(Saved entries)
==================================================

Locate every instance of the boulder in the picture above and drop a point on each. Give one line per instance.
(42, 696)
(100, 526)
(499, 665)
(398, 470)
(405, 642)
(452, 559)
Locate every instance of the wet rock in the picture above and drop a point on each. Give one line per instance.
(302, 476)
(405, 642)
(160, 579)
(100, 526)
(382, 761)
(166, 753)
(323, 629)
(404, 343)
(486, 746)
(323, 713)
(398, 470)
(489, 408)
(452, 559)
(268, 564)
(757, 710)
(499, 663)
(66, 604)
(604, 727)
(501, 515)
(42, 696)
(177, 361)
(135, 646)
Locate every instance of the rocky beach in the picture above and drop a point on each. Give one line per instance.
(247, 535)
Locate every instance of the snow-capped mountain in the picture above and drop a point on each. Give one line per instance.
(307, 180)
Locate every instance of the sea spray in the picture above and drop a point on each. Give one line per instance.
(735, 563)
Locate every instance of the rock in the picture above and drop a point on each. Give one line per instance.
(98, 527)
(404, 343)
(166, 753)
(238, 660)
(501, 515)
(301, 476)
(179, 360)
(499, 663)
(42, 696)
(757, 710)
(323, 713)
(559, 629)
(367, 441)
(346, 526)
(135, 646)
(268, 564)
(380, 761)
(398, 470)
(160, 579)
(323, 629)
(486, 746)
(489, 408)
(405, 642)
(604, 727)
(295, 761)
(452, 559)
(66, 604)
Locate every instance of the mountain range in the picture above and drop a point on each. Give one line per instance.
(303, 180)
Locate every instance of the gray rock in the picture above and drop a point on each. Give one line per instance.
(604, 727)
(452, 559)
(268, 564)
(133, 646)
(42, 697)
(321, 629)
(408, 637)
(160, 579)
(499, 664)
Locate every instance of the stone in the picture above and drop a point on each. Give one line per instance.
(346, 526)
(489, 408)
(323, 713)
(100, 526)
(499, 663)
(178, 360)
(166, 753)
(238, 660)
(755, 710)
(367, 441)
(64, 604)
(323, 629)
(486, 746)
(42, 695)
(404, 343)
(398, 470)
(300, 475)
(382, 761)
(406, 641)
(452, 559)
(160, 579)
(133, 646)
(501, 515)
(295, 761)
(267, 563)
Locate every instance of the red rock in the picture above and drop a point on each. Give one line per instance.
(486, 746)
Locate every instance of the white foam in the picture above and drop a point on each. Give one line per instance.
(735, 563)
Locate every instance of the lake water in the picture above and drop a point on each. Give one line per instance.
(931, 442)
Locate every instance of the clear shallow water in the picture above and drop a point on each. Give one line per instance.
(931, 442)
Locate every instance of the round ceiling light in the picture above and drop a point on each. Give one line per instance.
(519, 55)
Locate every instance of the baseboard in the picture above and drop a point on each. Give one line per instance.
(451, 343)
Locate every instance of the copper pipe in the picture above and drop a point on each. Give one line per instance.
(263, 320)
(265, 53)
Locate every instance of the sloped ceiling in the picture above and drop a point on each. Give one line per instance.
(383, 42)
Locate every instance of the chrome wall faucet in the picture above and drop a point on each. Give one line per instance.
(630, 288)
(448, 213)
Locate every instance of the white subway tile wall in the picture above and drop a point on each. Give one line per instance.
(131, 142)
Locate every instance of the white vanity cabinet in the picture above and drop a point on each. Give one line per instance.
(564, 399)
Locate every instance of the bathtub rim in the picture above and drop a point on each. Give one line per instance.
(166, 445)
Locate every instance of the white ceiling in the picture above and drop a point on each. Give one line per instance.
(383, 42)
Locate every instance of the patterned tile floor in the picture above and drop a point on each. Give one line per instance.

==================================================

What to work on
Write out the listing once more, matching it exactly.

Result for this exercise
Locate every instance of the boulder in the picture above and drop a point on each. Give one line per instance.
(42, 696)
(100, 526)
(499, 665)
(398, 470)
(405, 642)
(452, 559)
Locate every instance of the wet rock in the picture above and drop a point on each. Give one line per instance.
(302, 476)
(405, 642)
(160, 579)
(100, 526)
(382, 761)
(166, 753)
(323, 629)
(404, 343)
(486, 746)
(323, 713)
(398, 470)
(489, 408)
(452, 559)
(268, 564)
(757, 710)
(499, 663)
(66, 604)
(604, 727)
(501, 515)
(42, 696)
(177, 361)
(135, 646)
Locate every instance of the rocky beach in the picture above and drop a point on each. Give one line per instance.
(247, 535)
Locate every instance of the snow-capped mountain in the picture above and drop a point on each. Give one line per instance.
(307, 180)
Locate every instance of the sea spray in the picture above and drop a point on each. Give one line per instance.
(735, 563)
Locate every instance of the rock in the picture above and drop a point on each. Give one line per instance.
(98, 527)
(404, 343)
(166, 753)
(238, 660)
(501, 515)
(301, 476)
(179, 360)
(499, 663)
(42, 696)
(757, 710)
(323, 713)
(559, 629)
(367, 441)
(346, 526)
(135, 646)
(268, 564)
(380, 761)
(398, 470)
(160, 579)
(323, 629)
(486, 746)
(489, 408)
(405, 642)
(604, 727)
(295, 761)
(452, 559)
(66, 604)
Locate every instance of the mountain range in the picture above and drop a point on each. Give one line per instance.
(303, 180)
Locate every instance of the gray rock in the picture above and drop a point on each. Give one line per instance.
(604, 727)
(452, 559)
(268, 564)
(133, 646)
(42, 697)
(321, 629)
(408, 637)
(160, 579)
(499, 664)
Locate every instance of the stone in the picture above and drop a point on each. Give one line per instance.
(346, 526)
(489, 408)
(323, 713)
(100, 526)
(499, 663)
(178, 360)
(166, 753)
(238, 660)
(755, 710)
(367, 441)
(64, 604)
(323, 629)
(486, 746)
(42, 695)
(404, 343)
(398, 470)
(300, 475)
(382, 761)
(406, 641)
(452, 559)
(160, 579)
(133, 646)
(501, 515)
(295, 761)
(267, 563)
Locate every instance of the red rock in the picture above and drop a point on each. Give one line per instance.
(486, 746)
Locate every instance of the white foam in the picture above and drop a point on each. Give one line per instance.
(735, 563)
Locate every instance of the lake water in the picture above and drop a point on each. Give one line per instance.
(931, 442)
Locate every instance of the clear shallow water in the picture above and drop a point on each. Give one line per instance.
(931, 442)
Locate every instance of the round ceiling light in the picture above and drop a point on each. Give one line per instance.
(519, 55)
Locate every instance of the baseboard in the picture above and drop a point on each. Give one line per instance.
(451, 343)
Locate every instance of the copper pipe in the picture above and drop a point on each. Give one line per instance.
(263, 320)
(265, 53)
Locate every instance of the sloped ceiling in the picture above and drop a point on each. Give one line per instance.
(383, 42)
Locate every instance of the chrome wall faucet in the picture above and drop a point on each. Give one line per instance.
(630, 288)
(448, 213)
Locate every instance of the white subway tile wall in the picture above and drop a point on each. Give one line per instance.
(131, 142)
Locate every instance of the white vanity cabinet in the picture above and drop a point on each. Give one line per instance.
(564, 399)
Locate every instance of the bathtub rim in the picture above and drop a point on each. Give one line per instance.
(166, 445)
Locate every instance of the white ceiling in the picture above and drop a point on each. Give one line per instance.
(383, 42)
Locate every instance of the patterned tile floor in the picture above and drop a point on each. Give one line per instance.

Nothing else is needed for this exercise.